=== Challenge ===
Update the listing below so that each "placing one point per instance" becomes "marking each instance with its own point", leaving everything else the same.
[start Provided records]
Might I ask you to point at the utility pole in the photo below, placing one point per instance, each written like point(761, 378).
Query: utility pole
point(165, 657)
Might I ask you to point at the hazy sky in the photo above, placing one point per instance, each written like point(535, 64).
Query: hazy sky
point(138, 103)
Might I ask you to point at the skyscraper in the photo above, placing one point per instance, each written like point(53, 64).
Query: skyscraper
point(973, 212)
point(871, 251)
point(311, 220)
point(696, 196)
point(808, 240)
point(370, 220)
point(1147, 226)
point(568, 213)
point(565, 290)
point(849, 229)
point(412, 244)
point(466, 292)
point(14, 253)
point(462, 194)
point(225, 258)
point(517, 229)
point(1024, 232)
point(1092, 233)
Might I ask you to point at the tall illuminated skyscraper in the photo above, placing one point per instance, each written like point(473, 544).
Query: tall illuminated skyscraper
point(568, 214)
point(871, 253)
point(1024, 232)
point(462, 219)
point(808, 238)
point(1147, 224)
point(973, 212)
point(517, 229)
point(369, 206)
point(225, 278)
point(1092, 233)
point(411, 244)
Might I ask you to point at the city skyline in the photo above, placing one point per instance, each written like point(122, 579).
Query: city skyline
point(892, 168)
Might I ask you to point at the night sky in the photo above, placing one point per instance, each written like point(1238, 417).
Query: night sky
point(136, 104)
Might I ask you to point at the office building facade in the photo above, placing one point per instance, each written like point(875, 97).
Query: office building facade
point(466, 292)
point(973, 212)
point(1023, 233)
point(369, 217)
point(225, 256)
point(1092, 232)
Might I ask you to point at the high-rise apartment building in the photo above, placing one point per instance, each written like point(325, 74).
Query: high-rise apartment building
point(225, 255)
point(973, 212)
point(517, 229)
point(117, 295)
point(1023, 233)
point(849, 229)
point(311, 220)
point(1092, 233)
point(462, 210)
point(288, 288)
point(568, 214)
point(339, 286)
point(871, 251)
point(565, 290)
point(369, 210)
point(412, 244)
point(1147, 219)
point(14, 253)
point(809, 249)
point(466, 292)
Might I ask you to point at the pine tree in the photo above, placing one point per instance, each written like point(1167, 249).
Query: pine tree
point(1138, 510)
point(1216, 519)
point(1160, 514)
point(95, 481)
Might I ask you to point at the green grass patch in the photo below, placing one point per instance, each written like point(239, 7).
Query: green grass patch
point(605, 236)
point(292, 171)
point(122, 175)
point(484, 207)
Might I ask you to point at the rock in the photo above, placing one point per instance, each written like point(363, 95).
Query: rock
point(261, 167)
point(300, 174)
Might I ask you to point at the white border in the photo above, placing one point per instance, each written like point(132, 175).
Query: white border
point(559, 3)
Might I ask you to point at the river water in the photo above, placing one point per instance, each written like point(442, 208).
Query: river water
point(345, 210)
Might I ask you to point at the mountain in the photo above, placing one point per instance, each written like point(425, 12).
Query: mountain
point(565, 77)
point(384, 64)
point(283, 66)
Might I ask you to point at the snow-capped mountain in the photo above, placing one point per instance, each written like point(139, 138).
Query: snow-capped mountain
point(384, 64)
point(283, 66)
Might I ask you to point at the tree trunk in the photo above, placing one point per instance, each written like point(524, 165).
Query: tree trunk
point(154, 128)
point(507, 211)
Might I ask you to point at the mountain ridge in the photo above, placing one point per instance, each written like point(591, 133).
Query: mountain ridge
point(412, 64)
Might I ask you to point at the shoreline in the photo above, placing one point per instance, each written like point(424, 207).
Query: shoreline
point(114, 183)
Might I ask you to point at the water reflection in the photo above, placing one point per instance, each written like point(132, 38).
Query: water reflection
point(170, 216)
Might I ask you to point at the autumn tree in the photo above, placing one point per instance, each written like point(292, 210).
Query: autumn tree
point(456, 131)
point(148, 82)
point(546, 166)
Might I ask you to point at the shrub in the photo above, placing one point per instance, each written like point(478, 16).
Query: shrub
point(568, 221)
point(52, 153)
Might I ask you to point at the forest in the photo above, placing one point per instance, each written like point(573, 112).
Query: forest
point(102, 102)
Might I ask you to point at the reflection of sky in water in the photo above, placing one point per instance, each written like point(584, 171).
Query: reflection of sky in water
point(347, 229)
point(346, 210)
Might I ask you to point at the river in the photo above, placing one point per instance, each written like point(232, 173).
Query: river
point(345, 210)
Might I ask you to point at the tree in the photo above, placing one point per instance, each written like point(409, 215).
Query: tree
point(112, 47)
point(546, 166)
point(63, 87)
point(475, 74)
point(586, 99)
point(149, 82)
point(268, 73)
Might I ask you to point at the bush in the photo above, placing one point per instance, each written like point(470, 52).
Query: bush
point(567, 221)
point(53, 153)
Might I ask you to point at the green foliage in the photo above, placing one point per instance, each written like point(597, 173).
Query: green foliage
[end Provided records]
=== Answer to this task ===
Might I ask you to point at the utility pole in the photo below, marking each instance with its own point, each written like point(761, 378).
Query: utility pole
point(165, 657)
Might I ask you to point at the hazy sky in the photo above, marking each instance with its own point, each written like point(535, 64).
Query: hazy sky
point(138, 103)
Might I ask you to point at the skyscraper in the photo above, marking each instance with its own point, each written like point(53, 64).
Query: skyscraper
point(973, 212)
point(871, 251)
point(311, 220)
point(696, 196)
point(808, 240)
point(370, 220)
point(1147, 226)
point(568, 213)
point(565, 290)
point(849, 229)
point(412, 244)
point(466, 292)
point(14, 253)
point(462, 194)
point(225, 258)
point(517, 229)
point(1024, 232)
point(1092, 233)
Might I ask you to point at the tall illuminated skyscraper in the photo above, marking each instance with its own point, each written like point(473, 544).
Query: tall illuminated skyscraper
point(568, 214)
point(871, 253)
point(1024, 232)
point(462, 219)
point(808, 238)
point(1147, 224)
point(973, 212)
point(517, 229)
point(369, 206)
point(225, 278)
point(1092, 233)
point(411, 244)
Might I ask you to point at the city skyline in the photo above, marking each instance with its own point, each written like point(122, 579).
Query: city skyline
point(892, 168)
Might I ask you to point at the night sky in the photo above, marking each instance with its own point, each written like point(1238, 417).
Query: night sky
point(136, 104)
Might I ask you to point at the office building facade in the photo above, marking each instance with its own point, each written like point(875, 97).
Query: office building facade
point(466, 292)
point(973, 212)
point(1023, 233)
point(369, 217)
point(225, 256)
point(1092, 232)
Might I ask you to point at the high-rise apartment building in the photo above, marking each instance with its own point, each written like point(325, 74).
Query: high-rise apartment building
point(225, 255)
point(973, 212)
point(517, 229)
point(117, 295)
point(1023, 233)
point(849, 229)
point(311, 220)
point(1092, 233)
point(462, 210)
point(288, 288)
point(568, 214)
point(339, 286)
point(871, 251)
point(565, 290)
point(369, 210)
point(412, 244)
point(1147, 219)
point(14, 253)
point(809, 249)
point(466, 292)
Might I ask you to point at the pine tree in the photo above, marking each instance with its own point, each written like point(1167, 249).
Query: pine tree
point(1138, 510)
point(1216, 519)
point(1160, 514)
point(95, 481)
Might I ask you to point at the green grass patch in the photo below, marking each instance with its own point, each written like point(239, 7).
Query: green grass patch
point(605, 236)
point(292, 171)
point(122, 175)
point(484, 207)
Might I ask you to point at the rock in the photo above, marking each instance with its own point, each written like point(363, 95).
Query: rock
point(261, 167)
point(300, 174)
Might I ask you to point at the white border in the photo above, marking each instance with its own point, each written like point(132, 175).
Query: white border
point(559, 3)
Might I ask you to point at the river water in the photo above, marking each instance with its own point, each written like point(442, 208).
Query: river water
point(345, 210)
Might I ask you to point at the mountain in the photo above, marking each instance with its own point, each written like point(425, 12).
Query: mountain
point(565, 77)
point(384, 64)
point(283, 66)
Might I ask you to point at the snow-capped mountain in the photo above, marking each instance with its own point, each written like point(139, 138).
Query: snow-capped mountain
point(384, 64)
point(283, 66)
Might I ask you to point at the tree trunk in the photo above, marking each instance with its own point, each written like point(524, 165).
Query: tree trunk
point(154, 128)
point(507, 211)
Might I ask you to point at the mountain ridge in the photo above, marking each instance with its own point, each written like point(591, 133).
Query: mountain ridge
point(412, 64)
Might I ask you to point at the shoreline in the photo above, marking each instance with its own point, each written like point(424, 207).
Query: shoreline
point(114, 183)
Might I ask you to point at the water reflection in the photo above, marking each instance with its own point, each written like point(132, 38).
Query: water reflection
point(170, 216)
Might I ask you to point at the autumn tree in the photo above, marking each instance with its own point, each written like point(292, 210).
Query: autumn tree
point(456, 131)
point(148, 82)
point(546, 166)
Might I ask you to point at the shrub in the photo above, marking each instance with its own point, each written like point(478, 16).
Query: shrub
point(568, 221)
point(52, 153)
Might I ask you to point at the forest in the photo above, marking each instance with its own point, each written like point(573, 112).
Query: forest
point(102, 102)
Might I ask you to point at the reflection of sky in water in the photo above, marking each instance with its own point, each written like point(584, 171).
Query: reflection of sky in water
point(347, 229)
point(346, 210)
Might I ask you to point at the river in the photo above, marking each instance with its own point, each written like point(232, 173).
Query: river
point(345, 210)
Might I ask you to point at the tree in the photo above, marking each instance with its own point, each written like point(409, 215).
Query: tree
point(112, 47)
point(546, 166)
point(63, 87)
point(475, 74)
point(586, 99)
point(149, 82)
point(268, 73)
Might I ask you to point at the bush in the photo above, marking each instance with its own point, each written like point(470, 52).
Query: bush
point(567, 221)
point(53, 153)
Might I ask you to point at the green foliage in the photo above, marking each instance with its own point, each written like point(597, 173).
Query: green foliage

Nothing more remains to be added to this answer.